In the early morning hours of Thursday, November 11, the traditional music world lost a very important person. Mary Edna Thompson may not have been famous in the sense that a pop star would be, but her influence on so many people in bluegrass and old-time circles are hard to calculate or fathom. For around 40 years, she amazingly worked all day, every day at the Galax Old Fiddlers Convention (and at a few other festivals that she regularly attended) to make yummy, healthy soups to feed hungry festival folks in the late-night hours at her festival soup kitchen and campsite.
The idea of The Soup Kitchen was born very late one night at the festival many years ago, when some friends were hanging out and were exhausted and hungry after long hours of making music and merriment. She said could make some soup if some people might have a few ingredients that she could throw together. One person maybe had some garlic, another some potatoes, etc, and she whipped together the various ingredients that were contributed, and that was how the idea was born. She saw a wonderful opportunity to bring happiness, comfort, a place for friends to gather, and, of course, to supply food to hungry pickers after all food vendors were closed, and options for finding hot food were mostly gone for musicians picking way into the night.
The Soup Kitchen was so much more than just a place to get a meal or snack. During the day, she had a rotating crew of folks who might show up to volunteer to help make the nightly feasts. If no one came by she would plunge in herself, chopping and cooking to make sure the soups would be ready. Those workers would range anywhere from 4 years to 100 years old. They were all warmly welcomed and made to feel like their contributions were huge, and that they were helping to make the magic happen. Anyone who wandered into her campsite was always recognized and well received.
Coming alone to a big festival might make you feel awkward or shy, but that watering hole where people from many backgrounds would gather for fellowship, jamming, and for meeting new folks, was the magic space that Mary Edna had named The Soup Kitchen. The soups at her campsite were largely made up of foods that people would bring as donations. People would bring some potatoes from a store, others carrots from their garden, others might bring deer, or rabbit, or other game they had caught themselves. Mary Edna would sincerely thank each person for their contribution, and knew how to take a fresh rabbit, chicken, bear meat, or what-have-you that was handed to her and turn it into a delicious soup. She always had a vegetarian soup option each night as well, because everyone was to be fed and welcomed.
I know if she was reading this, she would say it was not her soup kitchen, but that it was always a community effort and that it belonged to all of us. Many people did contribute in many small ways, but it was her grace and personality, and her hours upon hours of hard work, that always pulled it together.
··········
REQUIREMENT 1 -
Answer these from the tribute to Mary Edna Thompson, one line each:
(a) On what day and date did she die?
(b) For about how many years did she work at the Galax Old Fiddlers Convention?
(c) What age range did the volunteer workers at The Soup Kitchen span?
REQUIREMENT 2 - In one to three sentences, explain why, according to the tribute to Mary Edna Thompson, The Soup Kitchen filled a real need for musicians at the festival.
REQUIREMENT 3 - Pick up the tribute to Mary Edna Thompson after its final sentence and carry it on.

GIVEN INFORMATION -
··········
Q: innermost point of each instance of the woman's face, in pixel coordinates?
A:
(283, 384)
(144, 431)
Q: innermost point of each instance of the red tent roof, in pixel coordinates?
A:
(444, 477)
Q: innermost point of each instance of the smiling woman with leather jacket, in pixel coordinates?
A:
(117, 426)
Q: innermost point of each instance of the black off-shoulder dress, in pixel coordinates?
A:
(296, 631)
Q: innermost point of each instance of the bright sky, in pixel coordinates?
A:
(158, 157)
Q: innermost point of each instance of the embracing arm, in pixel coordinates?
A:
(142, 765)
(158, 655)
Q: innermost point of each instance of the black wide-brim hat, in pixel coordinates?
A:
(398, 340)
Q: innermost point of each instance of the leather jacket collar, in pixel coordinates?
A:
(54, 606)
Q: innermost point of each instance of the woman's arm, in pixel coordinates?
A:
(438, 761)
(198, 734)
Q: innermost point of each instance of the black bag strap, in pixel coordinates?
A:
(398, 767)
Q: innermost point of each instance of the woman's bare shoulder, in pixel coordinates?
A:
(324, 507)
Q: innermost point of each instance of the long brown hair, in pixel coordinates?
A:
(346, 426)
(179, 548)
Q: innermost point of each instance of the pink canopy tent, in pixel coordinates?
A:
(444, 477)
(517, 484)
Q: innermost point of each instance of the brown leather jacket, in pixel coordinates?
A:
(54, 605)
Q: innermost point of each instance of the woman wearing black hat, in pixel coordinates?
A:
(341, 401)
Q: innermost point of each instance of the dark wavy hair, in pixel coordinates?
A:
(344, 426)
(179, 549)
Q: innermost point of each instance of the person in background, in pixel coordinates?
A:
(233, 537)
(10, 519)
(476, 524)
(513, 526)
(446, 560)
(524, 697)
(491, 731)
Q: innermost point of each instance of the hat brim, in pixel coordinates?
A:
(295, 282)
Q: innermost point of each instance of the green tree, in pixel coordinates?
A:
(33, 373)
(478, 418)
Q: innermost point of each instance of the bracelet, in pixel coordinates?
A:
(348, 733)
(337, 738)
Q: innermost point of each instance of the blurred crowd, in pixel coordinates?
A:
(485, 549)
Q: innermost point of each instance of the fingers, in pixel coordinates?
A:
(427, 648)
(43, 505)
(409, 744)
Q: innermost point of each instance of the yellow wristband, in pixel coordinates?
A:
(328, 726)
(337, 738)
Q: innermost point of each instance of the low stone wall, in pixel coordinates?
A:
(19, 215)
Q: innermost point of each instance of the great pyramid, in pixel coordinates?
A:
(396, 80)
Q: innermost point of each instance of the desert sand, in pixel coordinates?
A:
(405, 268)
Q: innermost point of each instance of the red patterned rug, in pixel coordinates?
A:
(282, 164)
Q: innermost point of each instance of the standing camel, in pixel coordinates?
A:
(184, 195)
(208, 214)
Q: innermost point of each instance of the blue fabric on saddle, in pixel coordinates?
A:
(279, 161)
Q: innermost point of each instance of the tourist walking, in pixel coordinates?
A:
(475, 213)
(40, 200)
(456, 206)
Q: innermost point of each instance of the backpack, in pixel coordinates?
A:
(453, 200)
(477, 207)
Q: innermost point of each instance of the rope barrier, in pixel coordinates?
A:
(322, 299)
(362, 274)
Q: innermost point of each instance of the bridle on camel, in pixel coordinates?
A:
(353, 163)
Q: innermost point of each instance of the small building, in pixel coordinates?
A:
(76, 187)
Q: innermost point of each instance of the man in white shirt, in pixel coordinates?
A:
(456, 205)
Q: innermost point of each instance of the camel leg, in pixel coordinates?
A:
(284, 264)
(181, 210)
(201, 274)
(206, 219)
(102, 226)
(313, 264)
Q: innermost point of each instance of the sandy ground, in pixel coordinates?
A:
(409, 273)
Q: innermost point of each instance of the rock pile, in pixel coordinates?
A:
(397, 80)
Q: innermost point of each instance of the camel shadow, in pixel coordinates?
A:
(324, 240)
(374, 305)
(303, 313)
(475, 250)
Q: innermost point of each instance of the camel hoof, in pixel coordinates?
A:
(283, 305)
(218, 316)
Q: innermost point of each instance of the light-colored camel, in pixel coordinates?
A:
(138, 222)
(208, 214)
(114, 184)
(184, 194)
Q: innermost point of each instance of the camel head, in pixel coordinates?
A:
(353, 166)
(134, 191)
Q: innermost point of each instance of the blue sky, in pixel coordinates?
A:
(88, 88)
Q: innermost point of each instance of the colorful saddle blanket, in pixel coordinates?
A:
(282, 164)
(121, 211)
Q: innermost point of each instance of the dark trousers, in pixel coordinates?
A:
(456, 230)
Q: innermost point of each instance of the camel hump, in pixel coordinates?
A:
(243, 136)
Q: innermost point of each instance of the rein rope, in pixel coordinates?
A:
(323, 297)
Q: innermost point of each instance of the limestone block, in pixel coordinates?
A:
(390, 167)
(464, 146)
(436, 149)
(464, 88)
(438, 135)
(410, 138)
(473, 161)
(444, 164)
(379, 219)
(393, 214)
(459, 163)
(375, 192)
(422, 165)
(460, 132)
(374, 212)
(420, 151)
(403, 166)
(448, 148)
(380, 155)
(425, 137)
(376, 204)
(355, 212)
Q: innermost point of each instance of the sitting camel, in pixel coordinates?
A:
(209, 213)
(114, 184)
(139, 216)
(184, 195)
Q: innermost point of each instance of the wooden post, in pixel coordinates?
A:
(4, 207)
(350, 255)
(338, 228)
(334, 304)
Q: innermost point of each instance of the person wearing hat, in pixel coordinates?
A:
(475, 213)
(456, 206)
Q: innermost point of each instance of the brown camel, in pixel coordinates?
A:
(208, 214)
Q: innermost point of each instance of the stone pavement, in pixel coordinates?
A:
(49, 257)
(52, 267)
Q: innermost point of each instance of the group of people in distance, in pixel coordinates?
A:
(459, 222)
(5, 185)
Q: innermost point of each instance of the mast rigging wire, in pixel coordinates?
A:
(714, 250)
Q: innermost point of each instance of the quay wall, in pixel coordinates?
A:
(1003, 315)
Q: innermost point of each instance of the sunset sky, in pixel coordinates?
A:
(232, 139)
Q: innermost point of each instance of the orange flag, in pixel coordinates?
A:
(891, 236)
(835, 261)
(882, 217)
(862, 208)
··········
WRITTEN REPLY 1 -
(a) Thursday, November 11.
(b) Around 40 years.
(c) From 4 years to 100 years old.

WRITTEN REPLY 2 - Late at night, all the food vendors were closed and hot food was mostly unavailable to musicians who kept picking far into the night. The Soup Kitchen fed those hungry pickers and also gave friends a place to gather.

WRITTEN REPLY 3 -
Many a person will tell you that their love of traditional music was sparked, or rekindled, at The Soup Kitchen of Galax. There were small and large jams of varying styles and ages, day and night. Quite often there was literally jamming until the sun came up or beyond at Mary Edna’s Soup Kitchen. It was a place that one could comfortably bring a small child, or a grandmother, or your crazy party buddy, and people would be on good behavior and making it fun for everyone. Mary Edna took her time on plenty of occasions to talk to people having a hard time or feeling lost. She spent a whole day every year setting up her humble little party palace into which all levels of pickers would be drawn to make some of their most memorable musical moments of the year.
Not only did she tirelessly run the Soup Kitchen through the week of the Fiddlers Convention, but she also hosted extra events that were a favorite part of the Convention every year for those would came. The Soup Kitchen was officially opened each year with a worship service and bluegrass Gospel singing and jam each Monday at 1:00 p.m. Then there was the annual Kazoo Contest on Saturdays at 3:33 p.m., where every person who entered won, and where “no fun was not allowed.” It was a contest that celebrated everyone with silliness and fun, without a competitive spirit. Mary Edna made the awards for the kazoo contest every year. In 2021, we had the 39th annual edition, which was always followed by the Fiddle In at 4:44 p.m. each Saturday of the annual festival. The Fiddle In initially was all fiddlers amassing to a giant fiddle jam, including all levels and ages of fiddlers, and eventually became an inclusive jam for anyone who wanted to join in.
Mary Edna had a large impact in her own way on the traditional music communities in our region. Her Soup Kitchen, with its openness and kindness and acceptance in the space she provided, had a positive impact on many people, and brought such light and happiness to those who were lucky enough to experience it. As fiddler Chris Sexton of Nothin’ Fancy said about Mary Edna after hearing of her loss, “We loved her comforting presence that was as spiritually nourishing and hearty as her delicious soup.”
Mary Edna taught many of us by example. I suspect (and hope) that many of us who saw the magic of her and her campsites will take with them the goal of trying to at least sometimes be kind, encouraging, and to create friendly spaces where people can make friends, music, and memories. She will live on in the music, in the musicians, and in the kind and generous gestures that the rest of us continue to do in her spirit. Mary Edna had said that when we see a rainbow during a fiddlers’ convention it is the pickers of the past years who have passed on coming back to check in, say hi, and smile upon us. Every time I see a rainbow at a fiddlers’ convention, I will add her to the folks I think of who are there saying hi and smiling at us carrying on the traditions.